[GIVEN TEXT]
Evidence of meeting #8 for Foreign Affairs and International Development in the 42nd Parliament, 1st Session. (The original version is on Parliament’s site, as are the minutes.) The winning word was operations.

A recording is available from Parliament.

On the agenda

MPs speaking

Also speaking

Jonathan Vance  Chief of the Defence Staff, Department of National Defence
Superintendent Barbara Fleury  Chief Superintendent, Police Advisor, Canada’s Permanent Mission to the United Nations, Royal Canadian Mounted Police
Christine Whitecross  Commander, Military Personnel Command, Department of National Defence
Randi Davis  Director, Gender Team, United Nations Development Programme
Nahla Valji  Deputy Chief, Peace and Security Section, UN Women

5:20 p.m.

Director, Gender Team, United Nations Development Programme

Randi Davis

I won't add much, because that was a very comprehensive response.

I'll just say that a large part of our work is related to working with security institutions in countries in crisis or in post-crisis and trying to train them on international standards and norms and to introduce gender equality human rights into the training of police and the military. We are also working to build the capacity of the court systems to meet international standards.

We're also introducing different modalities to improve access to justice so that poor women and women in rural or difficult remote areas have access to justice through a range of very innovative, different types of court systems, courts that are open on Saturdays, for example, to clear out backlogs of cases. There's a very broad range that varies from country to country.

[GOAL OF THE EXERCISE]
Reproduce verbatim the portion of the committee transcript that opens with the words containing "I won't add" and closes with "country to country.".

Dataset excerpts concerning object pointing
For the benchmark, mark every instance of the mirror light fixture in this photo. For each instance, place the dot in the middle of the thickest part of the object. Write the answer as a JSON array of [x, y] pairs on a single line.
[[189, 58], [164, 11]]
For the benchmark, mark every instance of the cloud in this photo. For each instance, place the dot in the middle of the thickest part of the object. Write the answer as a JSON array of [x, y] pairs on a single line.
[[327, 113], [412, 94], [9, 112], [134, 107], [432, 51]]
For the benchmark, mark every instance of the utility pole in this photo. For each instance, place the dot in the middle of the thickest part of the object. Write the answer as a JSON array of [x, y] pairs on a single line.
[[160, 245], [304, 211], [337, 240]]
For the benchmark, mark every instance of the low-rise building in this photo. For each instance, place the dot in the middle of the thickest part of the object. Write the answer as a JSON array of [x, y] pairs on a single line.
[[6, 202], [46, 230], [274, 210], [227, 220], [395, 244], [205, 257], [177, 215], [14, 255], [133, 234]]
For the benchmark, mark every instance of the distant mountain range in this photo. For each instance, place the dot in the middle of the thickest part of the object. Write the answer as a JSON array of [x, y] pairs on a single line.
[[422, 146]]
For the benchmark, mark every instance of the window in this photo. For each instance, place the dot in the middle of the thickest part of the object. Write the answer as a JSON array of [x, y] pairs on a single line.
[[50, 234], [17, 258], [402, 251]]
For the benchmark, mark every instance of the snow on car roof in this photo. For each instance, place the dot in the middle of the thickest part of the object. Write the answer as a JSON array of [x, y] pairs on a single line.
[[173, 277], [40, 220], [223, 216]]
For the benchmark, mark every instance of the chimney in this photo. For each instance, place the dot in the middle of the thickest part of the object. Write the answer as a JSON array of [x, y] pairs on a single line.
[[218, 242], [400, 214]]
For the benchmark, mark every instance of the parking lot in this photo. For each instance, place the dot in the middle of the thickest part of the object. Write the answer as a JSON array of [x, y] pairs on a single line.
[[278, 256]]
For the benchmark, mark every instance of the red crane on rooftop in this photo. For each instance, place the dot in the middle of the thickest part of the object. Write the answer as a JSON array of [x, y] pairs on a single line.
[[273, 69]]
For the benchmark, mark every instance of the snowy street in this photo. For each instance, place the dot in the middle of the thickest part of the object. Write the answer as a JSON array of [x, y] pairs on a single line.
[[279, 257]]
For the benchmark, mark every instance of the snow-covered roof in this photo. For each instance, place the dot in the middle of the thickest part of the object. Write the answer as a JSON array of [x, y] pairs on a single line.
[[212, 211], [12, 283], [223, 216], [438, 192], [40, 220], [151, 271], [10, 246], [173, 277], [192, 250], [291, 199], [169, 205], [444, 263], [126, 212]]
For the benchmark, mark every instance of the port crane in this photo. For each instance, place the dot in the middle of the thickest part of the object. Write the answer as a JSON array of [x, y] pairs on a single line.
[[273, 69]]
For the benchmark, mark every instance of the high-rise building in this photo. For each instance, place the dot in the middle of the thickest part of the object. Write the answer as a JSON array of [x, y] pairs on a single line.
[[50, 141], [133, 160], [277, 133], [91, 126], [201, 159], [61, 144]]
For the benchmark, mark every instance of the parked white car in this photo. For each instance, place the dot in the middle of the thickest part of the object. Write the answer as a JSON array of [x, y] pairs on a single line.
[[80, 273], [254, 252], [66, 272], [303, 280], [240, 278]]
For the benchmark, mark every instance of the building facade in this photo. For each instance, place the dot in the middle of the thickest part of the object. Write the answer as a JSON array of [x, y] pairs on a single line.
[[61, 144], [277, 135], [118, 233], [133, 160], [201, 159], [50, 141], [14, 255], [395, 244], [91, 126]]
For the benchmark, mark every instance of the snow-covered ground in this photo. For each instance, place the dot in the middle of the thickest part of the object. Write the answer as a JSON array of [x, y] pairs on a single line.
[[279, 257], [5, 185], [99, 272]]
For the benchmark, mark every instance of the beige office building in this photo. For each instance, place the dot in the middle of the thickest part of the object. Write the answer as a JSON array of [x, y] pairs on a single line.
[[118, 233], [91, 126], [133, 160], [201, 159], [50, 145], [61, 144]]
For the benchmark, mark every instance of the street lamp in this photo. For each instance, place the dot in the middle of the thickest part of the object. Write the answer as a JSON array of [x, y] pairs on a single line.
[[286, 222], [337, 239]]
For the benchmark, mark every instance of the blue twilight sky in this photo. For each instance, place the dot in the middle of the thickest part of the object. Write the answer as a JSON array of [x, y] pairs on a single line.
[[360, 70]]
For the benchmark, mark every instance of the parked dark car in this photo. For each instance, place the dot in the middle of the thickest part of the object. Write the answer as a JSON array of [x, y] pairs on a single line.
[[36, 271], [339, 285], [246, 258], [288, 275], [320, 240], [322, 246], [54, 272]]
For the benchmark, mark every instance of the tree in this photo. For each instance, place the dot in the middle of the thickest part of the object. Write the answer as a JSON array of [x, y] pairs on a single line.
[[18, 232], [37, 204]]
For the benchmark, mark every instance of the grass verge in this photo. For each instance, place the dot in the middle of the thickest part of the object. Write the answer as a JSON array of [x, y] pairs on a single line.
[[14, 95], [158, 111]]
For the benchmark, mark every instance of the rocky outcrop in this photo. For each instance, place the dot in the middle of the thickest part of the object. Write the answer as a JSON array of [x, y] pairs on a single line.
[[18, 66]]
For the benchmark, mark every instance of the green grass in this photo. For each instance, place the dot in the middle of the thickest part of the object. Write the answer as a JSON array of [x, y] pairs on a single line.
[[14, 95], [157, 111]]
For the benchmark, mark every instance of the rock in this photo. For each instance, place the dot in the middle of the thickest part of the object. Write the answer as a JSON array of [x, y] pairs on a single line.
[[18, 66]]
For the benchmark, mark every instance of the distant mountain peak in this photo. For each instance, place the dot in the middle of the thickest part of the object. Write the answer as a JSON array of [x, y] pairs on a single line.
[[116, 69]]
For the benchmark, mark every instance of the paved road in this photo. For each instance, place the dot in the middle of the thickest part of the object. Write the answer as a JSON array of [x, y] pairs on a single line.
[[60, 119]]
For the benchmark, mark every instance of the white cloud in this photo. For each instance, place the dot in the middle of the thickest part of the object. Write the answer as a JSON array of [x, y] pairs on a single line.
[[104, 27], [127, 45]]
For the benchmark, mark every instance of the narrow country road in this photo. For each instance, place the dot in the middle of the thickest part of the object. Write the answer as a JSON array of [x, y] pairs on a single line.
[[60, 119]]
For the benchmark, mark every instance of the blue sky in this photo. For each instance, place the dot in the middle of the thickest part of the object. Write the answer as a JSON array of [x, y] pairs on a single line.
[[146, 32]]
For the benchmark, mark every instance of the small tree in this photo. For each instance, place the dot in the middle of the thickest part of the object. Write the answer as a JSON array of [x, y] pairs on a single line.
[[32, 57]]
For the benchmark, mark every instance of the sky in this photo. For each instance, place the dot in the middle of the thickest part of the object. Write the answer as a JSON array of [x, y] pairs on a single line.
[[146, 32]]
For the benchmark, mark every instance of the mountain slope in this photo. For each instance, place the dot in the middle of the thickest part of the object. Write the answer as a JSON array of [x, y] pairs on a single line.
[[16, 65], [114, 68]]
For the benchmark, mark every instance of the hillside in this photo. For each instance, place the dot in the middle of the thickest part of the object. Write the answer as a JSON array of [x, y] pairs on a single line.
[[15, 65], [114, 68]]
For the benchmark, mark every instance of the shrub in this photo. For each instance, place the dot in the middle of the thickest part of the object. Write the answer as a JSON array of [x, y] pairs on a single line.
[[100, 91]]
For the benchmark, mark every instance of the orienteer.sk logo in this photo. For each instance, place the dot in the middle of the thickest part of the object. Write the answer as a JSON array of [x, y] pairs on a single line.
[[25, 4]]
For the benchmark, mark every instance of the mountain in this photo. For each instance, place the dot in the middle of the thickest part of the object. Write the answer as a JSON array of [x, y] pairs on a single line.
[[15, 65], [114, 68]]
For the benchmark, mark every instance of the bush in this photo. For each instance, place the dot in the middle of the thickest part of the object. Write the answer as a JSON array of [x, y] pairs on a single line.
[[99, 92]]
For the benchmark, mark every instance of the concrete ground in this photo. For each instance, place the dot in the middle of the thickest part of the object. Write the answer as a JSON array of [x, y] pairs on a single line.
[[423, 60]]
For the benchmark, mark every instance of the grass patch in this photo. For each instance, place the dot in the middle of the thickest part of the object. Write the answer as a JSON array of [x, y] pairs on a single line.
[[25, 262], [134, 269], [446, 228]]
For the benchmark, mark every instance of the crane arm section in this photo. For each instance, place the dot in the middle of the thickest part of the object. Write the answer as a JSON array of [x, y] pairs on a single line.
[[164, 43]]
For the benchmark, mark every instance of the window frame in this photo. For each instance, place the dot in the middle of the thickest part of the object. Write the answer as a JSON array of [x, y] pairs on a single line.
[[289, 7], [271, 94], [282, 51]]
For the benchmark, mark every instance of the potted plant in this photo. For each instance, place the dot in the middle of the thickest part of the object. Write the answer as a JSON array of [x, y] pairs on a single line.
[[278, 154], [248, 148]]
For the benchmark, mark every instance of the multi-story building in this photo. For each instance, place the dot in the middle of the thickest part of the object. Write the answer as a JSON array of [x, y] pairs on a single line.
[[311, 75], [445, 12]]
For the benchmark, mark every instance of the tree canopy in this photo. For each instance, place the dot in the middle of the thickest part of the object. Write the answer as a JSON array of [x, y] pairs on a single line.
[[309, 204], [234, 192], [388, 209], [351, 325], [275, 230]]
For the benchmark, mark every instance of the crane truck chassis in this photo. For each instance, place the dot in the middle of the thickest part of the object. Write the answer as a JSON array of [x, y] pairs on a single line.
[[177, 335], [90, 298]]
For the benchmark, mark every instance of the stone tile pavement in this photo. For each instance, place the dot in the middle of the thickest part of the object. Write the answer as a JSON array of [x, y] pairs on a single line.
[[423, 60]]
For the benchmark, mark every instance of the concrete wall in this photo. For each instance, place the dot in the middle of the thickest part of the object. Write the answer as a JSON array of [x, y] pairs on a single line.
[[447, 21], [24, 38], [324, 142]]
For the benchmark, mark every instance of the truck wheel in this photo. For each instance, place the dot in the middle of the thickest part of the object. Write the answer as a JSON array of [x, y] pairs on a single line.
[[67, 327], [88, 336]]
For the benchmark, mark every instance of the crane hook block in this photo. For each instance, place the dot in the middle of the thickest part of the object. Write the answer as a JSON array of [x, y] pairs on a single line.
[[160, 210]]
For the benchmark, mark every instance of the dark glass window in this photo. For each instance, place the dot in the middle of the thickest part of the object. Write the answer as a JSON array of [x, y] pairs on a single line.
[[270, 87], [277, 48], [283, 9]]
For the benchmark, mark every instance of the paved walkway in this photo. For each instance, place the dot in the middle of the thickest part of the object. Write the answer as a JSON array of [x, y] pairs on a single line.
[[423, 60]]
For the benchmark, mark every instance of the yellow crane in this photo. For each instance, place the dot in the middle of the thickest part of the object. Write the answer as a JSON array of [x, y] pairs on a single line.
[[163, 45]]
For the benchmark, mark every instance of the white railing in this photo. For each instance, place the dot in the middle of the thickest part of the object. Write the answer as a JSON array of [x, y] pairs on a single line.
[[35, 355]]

[WORKED SOLUTION]
I won't add much, because that was a very comprehensive response.

I'll just say that a large part of our work is related to working with security institutions in countries in crisis or in post-crisis and trying to train them on international standards and norms and to introduce gender equality human rights into the training of police and the military. We are also working to build the capacity of the court systems to meet international standards.

We're also introducing different modalities to improve access to justice so that poor women and women in rural or difficult remote areas have access to justice through a range of very innovative, different types of court systems, courts that are open on Saturdays, for example, to clear out backlogs of cases. There's a very broad range that varies from country to country.